• EXERCISE OBJECTIVE: Repeat word for word the lines from the one holding "the woman's face" through the end, both ends included, and leave out every picture.

↓↓↓

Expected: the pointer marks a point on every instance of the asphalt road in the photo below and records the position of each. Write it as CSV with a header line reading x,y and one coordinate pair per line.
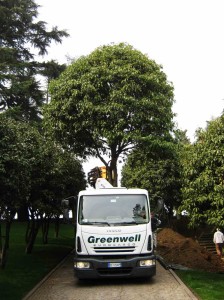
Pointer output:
x,y
62,285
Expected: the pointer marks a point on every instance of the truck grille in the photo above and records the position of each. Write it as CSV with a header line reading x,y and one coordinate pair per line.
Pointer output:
x,y
113,249
114,271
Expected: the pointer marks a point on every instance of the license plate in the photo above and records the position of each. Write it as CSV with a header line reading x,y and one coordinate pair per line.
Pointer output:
x,y
114,265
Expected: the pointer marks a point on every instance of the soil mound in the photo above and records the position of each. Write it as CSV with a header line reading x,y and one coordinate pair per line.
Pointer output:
x,y
176,249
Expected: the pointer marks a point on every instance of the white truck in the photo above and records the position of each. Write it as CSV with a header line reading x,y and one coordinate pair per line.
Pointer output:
x,y
113,233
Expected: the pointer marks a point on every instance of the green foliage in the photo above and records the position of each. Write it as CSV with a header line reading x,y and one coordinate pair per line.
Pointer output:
x,y
34,171
20,35
203,173
107,102
23,271
157,169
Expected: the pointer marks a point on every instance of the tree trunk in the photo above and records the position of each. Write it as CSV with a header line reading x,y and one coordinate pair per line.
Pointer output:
x,y
112,172
45,230
31,235
23,213
4,243
57,226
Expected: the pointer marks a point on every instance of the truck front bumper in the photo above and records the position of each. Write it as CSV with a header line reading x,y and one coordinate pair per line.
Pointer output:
x,y
141,266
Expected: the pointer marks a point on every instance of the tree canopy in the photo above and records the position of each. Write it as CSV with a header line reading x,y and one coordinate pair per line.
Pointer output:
x,y
158,170
203,171
20,38
105,103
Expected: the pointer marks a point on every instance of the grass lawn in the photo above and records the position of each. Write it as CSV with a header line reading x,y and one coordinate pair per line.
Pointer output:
x,y
208,286
24,271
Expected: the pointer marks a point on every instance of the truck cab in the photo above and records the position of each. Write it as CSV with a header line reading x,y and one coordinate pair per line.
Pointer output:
x,y
113,234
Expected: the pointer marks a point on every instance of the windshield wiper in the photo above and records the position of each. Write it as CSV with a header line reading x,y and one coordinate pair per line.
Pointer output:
x,y
96,223
127,223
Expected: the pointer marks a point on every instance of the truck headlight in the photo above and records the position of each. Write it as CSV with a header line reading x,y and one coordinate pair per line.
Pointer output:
x,y
147,262
82,265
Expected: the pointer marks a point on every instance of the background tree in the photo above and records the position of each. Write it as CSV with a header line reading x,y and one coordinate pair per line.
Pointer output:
x,y
105,103
20,35
14,177
158,170
203,171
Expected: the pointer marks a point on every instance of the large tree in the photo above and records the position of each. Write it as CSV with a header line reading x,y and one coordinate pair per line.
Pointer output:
x,y
203,173
21,37
107,102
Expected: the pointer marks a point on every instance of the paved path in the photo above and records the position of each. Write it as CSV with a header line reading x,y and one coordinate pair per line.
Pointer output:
x,y
61,285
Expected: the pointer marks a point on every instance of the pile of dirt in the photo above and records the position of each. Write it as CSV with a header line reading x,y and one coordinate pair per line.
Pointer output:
x,y
175,249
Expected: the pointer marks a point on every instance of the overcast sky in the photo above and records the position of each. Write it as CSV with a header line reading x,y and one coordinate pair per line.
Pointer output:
x,y
186,37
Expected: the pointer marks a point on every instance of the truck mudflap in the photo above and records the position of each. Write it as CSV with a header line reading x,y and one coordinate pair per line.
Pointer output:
x,y
144,266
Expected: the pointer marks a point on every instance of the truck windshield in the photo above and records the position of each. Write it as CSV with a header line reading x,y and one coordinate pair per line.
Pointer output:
x,y
107,210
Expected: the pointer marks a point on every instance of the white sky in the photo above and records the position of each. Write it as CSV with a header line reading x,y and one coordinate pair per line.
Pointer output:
x,y
186,37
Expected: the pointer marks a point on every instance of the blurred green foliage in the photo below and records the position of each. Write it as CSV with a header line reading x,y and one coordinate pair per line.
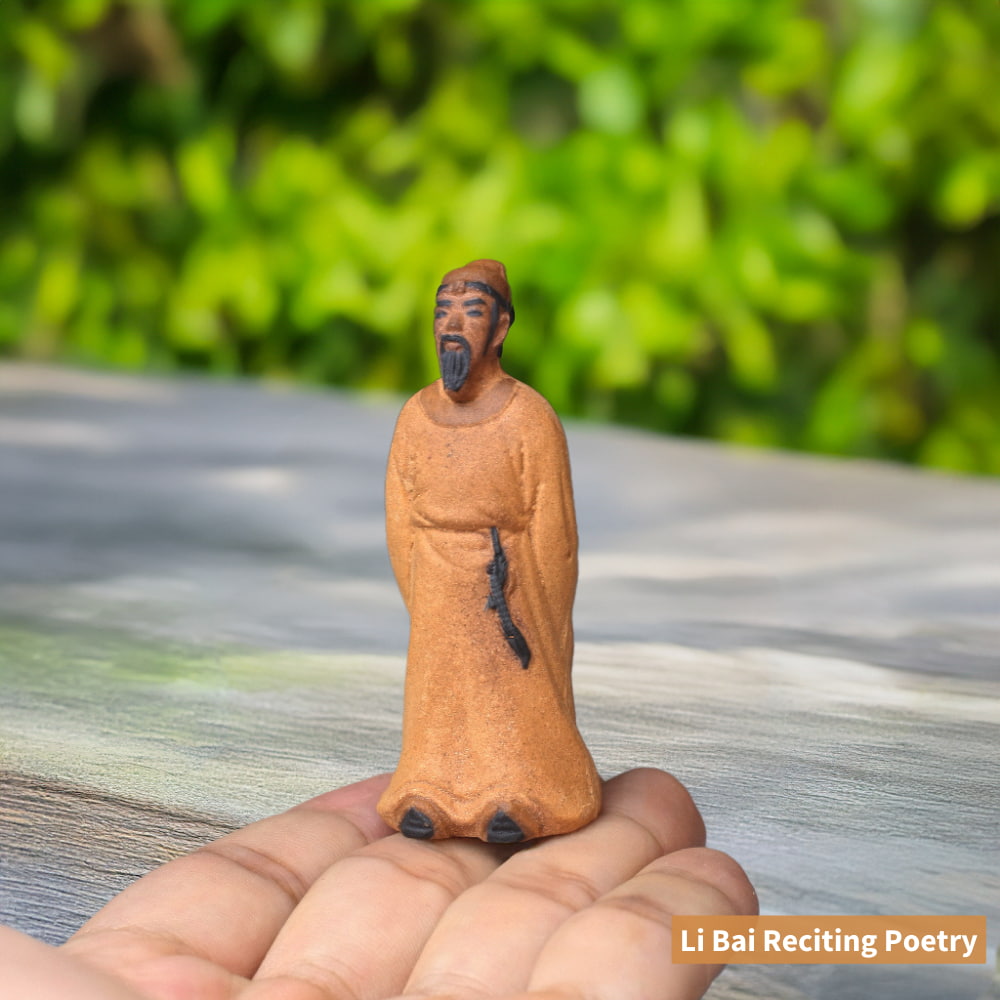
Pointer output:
x,y
770,221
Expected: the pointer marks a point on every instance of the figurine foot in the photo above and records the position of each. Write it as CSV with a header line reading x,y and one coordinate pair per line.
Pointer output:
x,y
501,829
416,825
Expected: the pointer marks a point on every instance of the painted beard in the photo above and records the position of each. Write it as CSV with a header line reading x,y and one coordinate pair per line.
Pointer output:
x,y
454,364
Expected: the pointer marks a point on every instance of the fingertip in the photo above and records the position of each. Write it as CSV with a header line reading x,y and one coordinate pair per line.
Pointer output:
x,y
718,870
357,801
661,801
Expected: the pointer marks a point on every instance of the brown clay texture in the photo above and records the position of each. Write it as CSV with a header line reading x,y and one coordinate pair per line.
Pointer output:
x,y
481,733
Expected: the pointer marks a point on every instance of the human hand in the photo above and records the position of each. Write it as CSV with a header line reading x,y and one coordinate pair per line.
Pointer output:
x,y
321,902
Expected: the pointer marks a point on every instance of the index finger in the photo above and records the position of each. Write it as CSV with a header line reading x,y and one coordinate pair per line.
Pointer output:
x,y
227,901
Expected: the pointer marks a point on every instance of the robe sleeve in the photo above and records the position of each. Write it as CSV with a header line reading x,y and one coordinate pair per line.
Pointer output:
x,y
552,527
398,521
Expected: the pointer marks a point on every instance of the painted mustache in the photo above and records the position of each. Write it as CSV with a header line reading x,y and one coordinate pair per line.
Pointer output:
x,y
454,364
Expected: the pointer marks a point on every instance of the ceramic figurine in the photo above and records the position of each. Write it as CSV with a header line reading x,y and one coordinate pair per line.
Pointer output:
x,y
482,539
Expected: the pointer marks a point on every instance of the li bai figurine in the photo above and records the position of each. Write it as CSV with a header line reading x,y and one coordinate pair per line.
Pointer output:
x,y
482,538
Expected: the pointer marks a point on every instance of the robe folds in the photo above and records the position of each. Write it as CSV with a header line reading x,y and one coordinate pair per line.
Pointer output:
x,y
481,733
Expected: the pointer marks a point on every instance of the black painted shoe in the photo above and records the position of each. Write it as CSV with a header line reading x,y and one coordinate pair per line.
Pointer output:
x,y
416,825
503,830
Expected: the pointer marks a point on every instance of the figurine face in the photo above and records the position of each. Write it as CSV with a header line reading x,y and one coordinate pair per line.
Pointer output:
x,y
464,325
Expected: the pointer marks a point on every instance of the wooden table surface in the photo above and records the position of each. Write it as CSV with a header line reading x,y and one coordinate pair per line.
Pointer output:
x,y
199,626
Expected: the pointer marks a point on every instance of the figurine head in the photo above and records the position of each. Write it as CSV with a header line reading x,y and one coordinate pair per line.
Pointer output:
x,y
471,319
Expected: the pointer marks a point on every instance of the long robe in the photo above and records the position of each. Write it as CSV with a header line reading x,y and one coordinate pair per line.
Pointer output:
x,y
481,733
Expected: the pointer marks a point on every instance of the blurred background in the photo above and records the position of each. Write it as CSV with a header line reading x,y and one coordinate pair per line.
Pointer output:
x,y
773,222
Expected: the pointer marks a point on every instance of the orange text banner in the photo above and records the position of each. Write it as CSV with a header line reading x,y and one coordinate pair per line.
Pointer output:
x,y
904,940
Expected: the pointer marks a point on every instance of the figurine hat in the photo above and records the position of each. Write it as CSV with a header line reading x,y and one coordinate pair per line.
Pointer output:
x,y
487,272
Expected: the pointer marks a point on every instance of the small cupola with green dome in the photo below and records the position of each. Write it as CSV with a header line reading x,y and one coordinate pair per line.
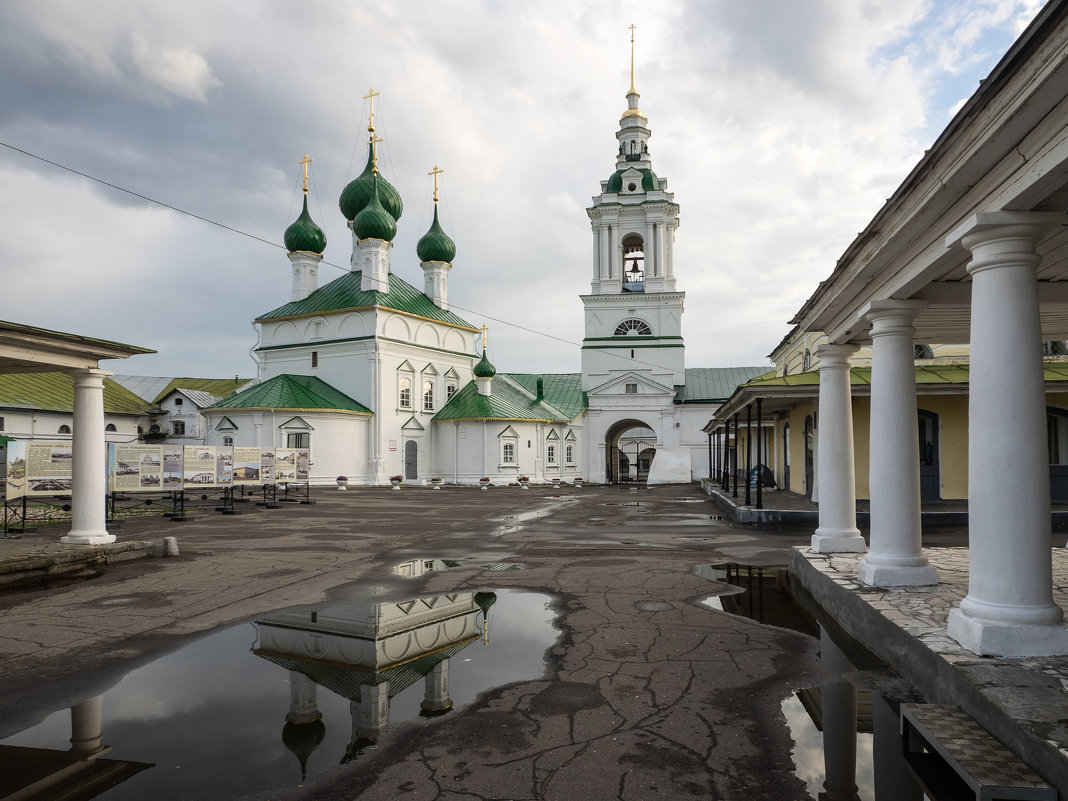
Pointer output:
x,y
305,241
436,251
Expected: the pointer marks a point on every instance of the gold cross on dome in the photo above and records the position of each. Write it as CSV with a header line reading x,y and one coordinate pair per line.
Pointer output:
x,y
372,94
436,172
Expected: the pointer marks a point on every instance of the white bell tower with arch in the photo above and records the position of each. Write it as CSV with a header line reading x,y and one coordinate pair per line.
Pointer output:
x,y
633,356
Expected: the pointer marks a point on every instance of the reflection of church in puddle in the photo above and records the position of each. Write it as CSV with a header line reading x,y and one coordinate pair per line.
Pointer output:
x,y
368,655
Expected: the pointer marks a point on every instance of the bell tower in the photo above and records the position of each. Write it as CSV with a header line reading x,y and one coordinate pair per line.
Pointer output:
x,y
633,313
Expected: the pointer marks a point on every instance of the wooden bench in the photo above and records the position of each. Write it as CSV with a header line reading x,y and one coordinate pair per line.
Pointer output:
x,y
941,740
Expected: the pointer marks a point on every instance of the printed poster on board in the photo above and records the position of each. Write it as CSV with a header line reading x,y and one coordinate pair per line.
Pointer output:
x,y
37,469
199,468
291,465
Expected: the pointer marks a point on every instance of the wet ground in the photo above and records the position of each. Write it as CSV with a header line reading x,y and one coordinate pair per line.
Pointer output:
x,y
645,690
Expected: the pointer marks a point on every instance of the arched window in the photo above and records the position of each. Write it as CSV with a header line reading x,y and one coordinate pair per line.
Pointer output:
x,y
632,328
633,263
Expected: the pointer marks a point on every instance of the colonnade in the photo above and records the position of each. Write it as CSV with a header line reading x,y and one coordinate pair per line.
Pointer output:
x,y
1009,608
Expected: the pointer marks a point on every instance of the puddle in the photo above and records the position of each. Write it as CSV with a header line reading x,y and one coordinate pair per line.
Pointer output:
x,y
846,739
414,567
248,708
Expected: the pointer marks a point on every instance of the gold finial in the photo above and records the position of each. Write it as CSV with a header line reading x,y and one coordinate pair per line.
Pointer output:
x,y
374,153
305,161
436,172
372,94
632,59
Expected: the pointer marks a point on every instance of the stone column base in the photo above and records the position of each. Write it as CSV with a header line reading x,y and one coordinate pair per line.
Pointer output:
x,y
876,575
88,537
987,638
839,540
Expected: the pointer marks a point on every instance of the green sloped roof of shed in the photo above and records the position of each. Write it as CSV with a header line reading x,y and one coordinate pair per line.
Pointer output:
x,y
513,397
344,294
217,387
705,385
293,393
55,392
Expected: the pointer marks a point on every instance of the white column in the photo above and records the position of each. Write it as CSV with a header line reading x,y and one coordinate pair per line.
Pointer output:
x,y
839,726
436,696
89,469
649,248
87,734
895,558
374,715
1009,608
837,530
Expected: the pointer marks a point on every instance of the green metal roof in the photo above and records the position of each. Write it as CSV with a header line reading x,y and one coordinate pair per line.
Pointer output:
x,y
55,392
293,393
515,397
705,385
303,234
649,181
217,387
344,294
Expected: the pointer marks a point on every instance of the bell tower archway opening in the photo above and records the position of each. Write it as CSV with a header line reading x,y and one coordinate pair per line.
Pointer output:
x,y
629,450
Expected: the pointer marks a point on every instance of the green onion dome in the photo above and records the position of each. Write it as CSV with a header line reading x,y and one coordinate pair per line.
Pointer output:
x,y
436,246
374,221
484,368
304,235
357,194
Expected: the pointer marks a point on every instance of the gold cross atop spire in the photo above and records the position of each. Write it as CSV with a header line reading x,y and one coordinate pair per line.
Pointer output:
x,y
632,59
436,172
305,161
374,152
372,94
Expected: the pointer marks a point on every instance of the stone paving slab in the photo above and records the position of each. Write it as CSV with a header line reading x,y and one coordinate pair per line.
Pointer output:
x,y
1023,702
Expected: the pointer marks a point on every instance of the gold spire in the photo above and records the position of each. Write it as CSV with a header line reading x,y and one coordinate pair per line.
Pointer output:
x,y
632,60
372,94
436,172
305,161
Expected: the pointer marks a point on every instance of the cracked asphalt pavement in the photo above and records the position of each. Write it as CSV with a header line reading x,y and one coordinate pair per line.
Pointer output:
x,y
647,692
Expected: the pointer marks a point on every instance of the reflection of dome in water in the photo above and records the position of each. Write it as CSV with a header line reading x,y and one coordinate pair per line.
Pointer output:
x,y
302,739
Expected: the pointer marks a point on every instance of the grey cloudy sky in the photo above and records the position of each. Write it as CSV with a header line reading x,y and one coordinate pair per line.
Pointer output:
x,y
781,125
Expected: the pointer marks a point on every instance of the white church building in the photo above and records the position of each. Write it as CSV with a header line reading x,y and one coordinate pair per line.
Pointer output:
x,y
379,379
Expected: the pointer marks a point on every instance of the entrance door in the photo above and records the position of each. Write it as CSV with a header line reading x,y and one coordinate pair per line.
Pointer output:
x,y
929,489
810,457
411,459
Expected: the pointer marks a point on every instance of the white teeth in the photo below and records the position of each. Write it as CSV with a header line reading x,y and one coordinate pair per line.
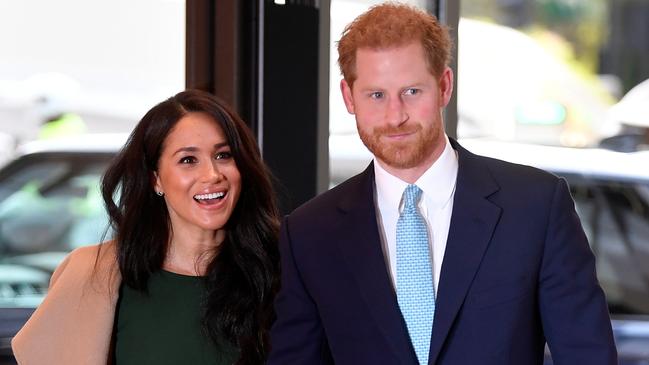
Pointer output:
x,y
210,196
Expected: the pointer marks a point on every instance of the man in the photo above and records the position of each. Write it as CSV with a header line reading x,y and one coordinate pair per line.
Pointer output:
x,y
504,265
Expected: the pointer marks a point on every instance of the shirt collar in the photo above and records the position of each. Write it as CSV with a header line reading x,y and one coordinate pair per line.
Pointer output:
x,y
437,183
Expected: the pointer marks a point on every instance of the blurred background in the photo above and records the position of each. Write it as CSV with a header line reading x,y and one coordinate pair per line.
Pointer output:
x,y
558,84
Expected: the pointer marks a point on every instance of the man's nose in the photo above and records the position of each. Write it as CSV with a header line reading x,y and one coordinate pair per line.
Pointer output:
x,y
396,112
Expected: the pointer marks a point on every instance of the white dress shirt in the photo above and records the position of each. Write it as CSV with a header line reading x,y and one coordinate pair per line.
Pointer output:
x,y
436,206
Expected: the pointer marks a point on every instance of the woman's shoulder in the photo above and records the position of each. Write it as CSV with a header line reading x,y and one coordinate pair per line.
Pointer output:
x,y
93,259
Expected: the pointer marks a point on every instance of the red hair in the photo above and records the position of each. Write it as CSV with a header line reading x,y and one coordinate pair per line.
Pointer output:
x,y
392,25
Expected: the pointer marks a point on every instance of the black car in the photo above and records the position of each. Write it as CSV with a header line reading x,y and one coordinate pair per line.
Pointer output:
x,y
50,203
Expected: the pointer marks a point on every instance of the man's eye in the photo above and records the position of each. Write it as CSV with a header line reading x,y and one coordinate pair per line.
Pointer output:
x,y
223,155
187,159
411,91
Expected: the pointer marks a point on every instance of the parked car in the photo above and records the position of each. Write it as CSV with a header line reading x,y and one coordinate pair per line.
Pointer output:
x,y
611,193
50,203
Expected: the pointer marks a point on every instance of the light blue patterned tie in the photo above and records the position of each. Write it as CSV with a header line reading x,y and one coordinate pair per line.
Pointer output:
x,y
415,292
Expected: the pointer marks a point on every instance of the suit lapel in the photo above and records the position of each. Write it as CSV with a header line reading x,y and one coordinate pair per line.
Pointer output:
x,y
361,249
472,223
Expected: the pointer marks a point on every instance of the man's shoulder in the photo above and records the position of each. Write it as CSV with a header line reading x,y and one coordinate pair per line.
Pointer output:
x,y
510,173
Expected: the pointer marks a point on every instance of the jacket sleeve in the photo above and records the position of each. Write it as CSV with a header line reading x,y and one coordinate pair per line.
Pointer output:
x,y
573,308
297,337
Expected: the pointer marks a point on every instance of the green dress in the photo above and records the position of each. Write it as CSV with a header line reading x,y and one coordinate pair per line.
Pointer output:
x,y
164,326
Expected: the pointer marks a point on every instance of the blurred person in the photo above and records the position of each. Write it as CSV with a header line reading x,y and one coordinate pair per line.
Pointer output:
x,y
432,255
193,267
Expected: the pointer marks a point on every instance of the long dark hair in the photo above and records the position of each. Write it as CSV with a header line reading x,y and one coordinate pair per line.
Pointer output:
x,y
243,278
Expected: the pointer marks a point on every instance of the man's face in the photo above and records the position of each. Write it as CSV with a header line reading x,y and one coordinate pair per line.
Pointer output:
x,y
398,103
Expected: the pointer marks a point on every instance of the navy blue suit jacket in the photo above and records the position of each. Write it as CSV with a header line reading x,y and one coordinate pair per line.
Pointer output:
x,y
517,272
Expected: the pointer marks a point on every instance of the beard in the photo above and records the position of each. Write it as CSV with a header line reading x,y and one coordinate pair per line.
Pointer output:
x,y
401,154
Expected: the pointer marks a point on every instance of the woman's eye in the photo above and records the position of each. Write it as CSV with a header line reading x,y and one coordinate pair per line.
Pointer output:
x,y
411,91
187,159
376,95
223,155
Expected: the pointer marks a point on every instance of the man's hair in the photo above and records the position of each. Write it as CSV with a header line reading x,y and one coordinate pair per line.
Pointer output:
x,y
392,25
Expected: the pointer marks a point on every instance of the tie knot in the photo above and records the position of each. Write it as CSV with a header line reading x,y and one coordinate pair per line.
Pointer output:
x,y
411,196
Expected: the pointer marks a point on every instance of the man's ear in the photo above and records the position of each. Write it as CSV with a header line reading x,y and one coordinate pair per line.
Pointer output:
x,y
346,90
446,86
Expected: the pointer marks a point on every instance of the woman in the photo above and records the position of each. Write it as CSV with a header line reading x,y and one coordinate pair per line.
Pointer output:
x,y
193,267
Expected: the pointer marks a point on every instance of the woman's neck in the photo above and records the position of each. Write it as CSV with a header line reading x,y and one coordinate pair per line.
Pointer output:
x,y
190,253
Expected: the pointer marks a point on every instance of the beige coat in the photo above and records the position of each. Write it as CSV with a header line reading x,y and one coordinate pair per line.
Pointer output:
x,y
74,324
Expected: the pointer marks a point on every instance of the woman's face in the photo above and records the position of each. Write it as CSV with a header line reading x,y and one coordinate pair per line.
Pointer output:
x,y
198,175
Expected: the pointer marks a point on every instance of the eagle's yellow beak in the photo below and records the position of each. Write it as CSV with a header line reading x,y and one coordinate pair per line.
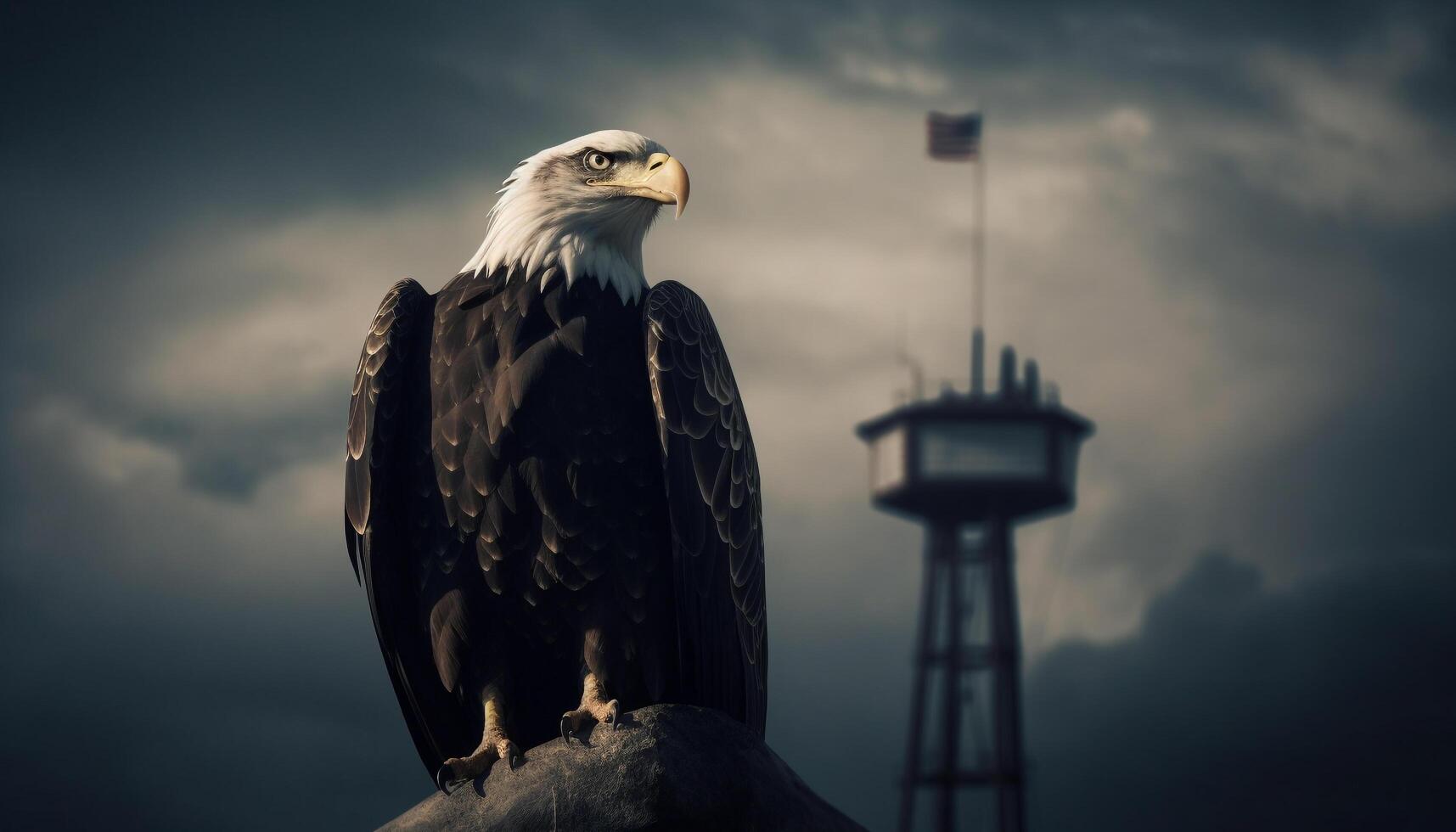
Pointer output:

↑↑↑

• ANSWER TO THE EXERCISE:
Expected: the pointer marks a point on every instance of the woman's face in the photo above and records the position of each. Write it as CSV with a header line reading x,y and one coordinate pair per line.
Pointer output:
x,y
198,175
Expected: the pointer marks a point on every instance of the eagle's yellow beak in the photo below and records the position of each. Write it as CSV with a header line reading x,y and one coordinate pair per line.
Pointer output:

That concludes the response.